STATED GOAL: Give as a JSON list of strings, one string per line and no blank lines, the lines starting at the line that contains "black tuxedo jacket." and ending at the line that contains "[0,0,780,438]", both of those lines included.

(Bounding-box lines)
○ ○ ○ ○ ○

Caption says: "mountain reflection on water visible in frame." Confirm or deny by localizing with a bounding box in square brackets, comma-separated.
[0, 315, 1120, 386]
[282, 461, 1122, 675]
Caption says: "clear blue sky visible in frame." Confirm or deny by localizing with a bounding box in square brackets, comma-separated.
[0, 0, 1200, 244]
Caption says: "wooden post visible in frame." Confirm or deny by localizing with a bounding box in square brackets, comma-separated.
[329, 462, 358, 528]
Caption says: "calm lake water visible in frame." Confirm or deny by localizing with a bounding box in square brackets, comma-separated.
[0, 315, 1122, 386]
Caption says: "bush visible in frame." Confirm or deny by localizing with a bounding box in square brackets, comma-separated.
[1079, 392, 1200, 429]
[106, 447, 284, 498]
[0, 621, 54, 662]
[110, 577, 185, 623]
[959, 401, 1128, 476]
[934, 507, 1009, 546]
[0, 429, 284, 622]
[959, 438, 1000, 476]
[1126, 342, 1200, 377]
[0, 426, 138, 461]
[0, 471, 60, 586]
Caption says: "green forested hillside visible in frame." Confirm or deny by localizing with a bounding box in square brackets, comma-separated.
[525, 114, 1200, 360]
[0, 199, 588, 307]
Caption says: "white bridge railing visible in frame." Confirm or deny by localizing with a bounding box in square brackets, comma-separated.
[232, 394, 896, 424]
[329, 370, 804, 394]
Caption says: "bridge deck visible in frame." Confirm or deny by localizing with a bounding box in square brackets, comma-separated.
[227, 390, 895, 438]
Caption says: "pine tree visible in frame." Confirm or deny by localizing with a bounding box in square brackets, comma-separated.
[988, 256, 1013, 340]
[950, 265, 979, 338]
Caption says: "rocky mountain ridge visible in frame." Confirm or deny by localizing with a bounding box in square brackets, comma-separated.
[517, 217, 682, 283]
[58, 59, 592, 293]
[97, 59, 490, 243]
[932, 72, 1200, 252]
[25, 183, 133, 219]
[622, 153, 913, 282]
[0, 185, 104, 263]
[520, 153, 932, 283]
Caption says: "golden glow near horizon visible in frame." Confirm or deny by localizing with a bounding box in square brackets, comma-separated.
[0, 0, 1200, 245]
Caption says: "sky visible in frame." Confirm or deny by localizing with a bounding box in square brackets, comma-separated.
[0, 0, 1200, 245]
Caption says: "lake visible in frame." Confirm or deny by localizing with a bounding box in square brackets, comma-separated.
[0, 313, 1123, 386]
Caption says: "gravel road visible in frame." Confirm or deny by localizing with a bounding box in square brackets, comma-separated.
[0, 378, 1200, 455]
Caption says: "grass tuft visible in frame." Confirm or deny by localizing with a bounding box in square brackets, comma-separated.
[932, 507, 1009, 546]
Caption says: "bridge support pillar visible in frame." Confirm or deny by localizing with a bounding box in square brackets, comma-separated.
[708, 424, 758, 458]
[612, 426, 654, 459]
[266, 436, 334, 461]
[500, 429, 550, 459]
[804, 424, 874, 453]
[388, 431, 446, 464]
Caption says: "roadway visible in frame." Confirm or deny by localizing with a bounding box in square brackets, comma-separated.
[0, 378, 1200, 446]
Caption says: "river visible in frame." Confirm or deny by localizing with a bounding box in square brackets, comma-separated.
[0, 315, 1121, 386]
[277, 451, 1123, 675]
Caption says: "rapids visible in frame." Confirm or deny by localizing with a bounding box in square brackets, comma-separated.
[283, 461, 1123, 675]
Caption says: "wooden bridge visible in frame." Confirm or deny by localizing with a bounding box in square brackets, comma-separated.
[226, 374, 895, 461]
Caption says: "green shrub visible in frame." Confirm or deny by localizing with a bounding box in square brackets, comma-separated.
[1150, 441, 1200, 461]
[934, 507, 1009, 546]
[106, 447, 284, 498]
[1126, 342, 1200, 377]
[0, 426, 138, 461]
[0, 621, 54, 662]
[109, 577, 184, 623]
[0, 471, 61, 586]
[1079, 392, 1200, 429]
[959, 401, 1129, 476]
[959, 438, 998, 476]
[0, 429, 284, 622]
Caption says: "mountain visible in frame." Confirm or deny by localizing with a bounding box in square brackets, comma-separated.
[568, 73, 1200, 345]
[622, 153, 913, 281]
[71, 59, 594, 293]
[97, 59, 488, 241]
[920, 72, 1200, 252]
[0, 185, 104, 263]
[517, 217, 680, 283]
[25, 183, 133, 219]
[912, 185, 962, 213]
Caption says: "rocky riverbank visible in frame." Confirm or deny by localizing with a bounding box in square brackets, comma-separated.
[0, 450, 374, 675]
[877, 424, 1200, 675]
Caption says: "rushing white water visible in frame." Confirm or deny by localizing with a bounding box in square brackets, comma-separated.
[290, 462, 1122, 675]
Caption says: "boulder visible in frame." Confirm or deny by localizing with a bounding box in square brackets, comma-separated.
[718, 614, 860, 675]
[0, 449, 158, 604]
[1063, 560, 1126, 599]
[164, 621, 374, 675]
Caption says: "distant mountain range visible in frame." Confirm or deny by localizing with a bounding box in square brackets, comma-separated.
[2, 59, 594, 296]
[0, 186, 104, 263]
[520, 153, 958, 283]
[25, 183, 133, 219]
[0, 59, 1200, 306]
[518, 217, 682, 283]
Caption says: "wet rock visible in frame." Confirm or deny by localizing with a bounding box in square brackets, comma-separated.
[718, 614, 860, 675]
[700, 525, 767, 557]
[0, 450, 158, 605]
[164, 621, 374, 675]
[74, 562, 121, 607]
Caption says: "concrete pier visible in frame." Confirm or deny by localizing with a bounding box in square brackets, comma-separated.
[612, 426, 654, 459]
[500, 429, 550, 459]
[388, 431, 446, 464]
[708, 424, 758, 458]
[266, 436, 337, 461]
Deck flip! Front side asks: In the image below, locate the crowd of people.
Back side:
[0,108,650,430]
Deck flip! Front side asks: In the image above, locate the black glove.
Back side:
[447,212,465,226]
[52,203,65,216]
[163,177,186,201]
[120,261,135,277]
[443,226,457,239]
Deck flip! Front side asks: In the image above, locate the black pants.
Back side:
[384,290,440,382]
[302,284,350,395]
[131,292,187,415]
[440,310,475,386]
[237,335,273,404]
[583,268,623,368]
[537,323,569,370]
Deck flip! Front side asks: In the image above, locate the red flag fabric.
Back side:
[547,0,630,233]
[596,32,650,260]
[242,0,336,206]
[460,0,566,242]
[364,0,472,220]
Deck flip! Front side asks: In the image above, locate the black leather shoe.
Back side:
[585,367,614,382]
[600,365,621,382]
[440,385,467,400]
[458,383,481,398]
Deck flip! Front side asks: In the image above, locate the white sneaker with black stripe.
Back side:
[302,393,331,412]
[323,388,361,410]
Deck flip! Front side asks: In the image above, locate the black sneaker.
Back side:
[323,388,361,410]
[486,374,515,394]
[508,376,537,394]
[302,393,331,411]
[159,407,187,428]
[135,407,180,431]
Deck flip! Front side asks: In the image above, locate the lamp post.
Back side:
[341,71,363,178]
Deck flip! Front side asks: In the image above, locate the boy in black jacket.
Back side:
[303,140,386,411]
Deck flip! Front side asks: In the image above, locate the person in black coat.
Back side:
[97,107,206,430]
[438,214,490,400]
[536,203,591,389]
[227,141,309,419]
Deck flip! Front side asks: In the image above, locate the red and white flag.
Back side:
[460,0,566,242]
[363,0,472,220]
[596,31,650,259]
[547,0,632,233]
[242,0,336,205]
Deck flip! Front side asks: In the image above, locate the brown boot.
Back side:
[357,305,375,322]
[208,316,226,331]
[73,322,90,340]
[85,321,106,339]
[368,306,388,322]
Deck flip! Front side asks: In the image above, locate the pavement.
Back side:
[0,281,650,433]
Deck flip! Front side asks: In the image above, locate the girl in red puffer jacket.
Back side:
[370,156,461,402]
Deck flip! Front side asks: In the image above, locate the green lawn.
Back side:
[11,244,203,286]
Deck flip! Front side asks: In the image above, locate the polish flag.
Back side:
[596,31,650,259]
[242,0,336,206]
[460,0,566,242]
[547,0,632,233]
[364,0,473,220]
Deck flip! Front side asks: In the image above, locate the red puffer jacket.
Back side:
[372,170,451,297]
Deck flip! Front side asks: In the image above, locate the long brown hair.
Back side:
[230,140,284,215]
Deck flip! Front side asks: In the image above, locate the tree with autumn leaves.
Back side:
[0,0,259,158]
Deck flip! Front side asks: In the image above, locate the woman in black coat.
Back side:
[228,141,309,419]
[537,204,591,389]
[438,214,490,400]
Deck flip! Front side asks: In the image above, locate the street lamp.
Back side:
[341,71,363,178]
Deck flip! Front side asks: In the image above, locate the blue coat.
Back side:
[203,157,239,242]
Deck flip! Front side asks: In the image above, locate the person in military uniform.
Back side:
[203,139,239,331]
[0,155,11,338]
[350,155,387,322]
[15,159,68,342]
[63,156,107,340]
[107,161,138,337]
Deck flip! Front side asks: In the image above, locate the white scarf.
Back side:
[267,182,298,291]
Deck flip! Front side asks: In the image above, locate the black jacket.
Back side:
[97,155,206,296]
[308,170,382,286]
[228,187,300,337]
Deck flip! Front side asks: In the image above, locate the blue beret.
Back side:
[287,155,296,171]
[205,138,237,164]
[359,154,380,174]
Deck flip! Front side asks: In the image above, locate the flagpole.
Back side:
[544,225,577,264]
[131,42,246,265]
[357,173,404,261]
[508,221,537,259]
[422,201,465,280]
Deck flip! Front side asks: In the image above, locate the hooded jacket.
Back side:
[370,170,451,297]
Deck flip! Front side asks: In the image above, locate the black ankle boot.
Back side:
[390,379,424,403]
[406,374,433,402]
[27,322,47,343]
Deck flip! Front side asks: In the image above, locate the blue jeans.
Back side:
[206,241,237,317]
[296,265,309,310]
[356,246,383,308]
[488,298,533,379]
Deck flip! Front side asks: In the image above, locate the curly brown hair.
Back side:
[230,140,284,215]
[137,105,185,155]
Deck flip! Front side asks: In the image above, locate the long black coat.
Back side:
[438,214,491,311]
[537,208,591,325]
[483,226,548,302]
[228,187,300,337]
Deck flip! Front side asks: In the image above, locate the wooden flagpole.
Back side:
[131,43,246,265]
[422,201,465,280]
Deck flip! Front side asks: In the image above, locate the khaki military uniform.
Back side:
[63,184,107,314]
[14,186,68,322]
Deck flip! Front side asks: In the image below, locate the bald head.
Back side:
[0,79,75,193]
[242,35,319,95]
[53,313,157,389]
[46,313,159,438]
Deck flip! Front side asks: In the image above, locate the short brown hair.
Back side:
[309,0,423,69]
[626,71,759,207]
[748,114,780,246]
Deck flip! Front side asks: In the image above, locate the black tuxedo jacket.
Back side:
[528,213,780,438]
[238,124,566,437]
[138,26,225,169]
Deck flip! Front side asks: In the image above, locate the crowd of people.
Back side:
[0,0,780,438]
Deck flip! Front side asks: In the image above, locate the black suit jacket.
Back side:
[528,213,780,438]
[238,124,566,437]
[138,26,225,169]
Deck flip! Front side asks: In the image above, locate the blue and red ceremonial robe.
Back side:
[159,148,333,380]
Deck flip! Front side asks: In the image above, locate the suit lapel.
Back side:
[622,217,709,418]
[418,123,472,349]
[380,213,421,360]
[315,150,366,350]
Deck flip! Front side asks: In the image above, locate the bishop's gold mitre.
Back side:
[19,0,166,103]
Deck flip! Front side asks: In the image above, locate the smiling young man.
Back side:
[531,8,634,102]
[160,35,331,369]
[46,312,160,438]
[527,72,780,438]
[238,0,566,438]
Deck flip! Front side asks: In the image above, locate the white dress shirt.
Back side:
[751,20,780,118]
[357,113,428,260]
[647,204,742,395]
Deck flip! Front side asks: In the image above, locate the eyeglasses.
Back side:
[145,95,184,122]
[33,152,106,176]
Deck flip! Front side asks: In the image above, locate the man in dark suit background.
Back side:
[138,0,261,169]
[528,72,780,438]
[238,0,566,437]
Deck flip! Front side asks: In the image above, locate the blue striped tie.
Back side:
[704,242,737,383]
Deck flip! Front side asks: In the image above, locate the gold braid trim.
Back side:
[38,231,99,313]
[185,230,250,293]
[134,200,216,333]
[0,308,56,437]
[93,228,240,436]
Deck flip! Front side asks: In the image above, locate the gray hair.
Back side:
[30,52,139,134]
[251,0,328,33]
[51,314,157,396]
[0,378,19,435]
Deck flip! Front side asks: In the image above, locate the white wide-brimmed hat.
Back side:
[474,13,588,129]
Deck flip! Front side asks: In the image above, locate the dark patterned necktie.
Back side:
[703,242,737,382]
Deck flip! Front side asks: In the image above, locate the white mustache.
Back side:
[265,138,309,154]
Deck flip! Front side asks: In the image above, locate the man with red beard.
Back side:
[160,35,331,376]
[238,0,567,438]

○ ○ ○ ○ ○

OUTPUT OF THE EXERCISE:
[
  "Deck flip! Front side asks: In the image above, locate the black tuxedo jacket.",
  "Back side:",
  "[528,213,780,438]",
  "[238,124,566,437]",
  "[138,26,225,169]",
  "Deck flip! Front side asks: In the image above, locate the crowd of people.",
  "Back side:",
  "[0,0,780,438]"
]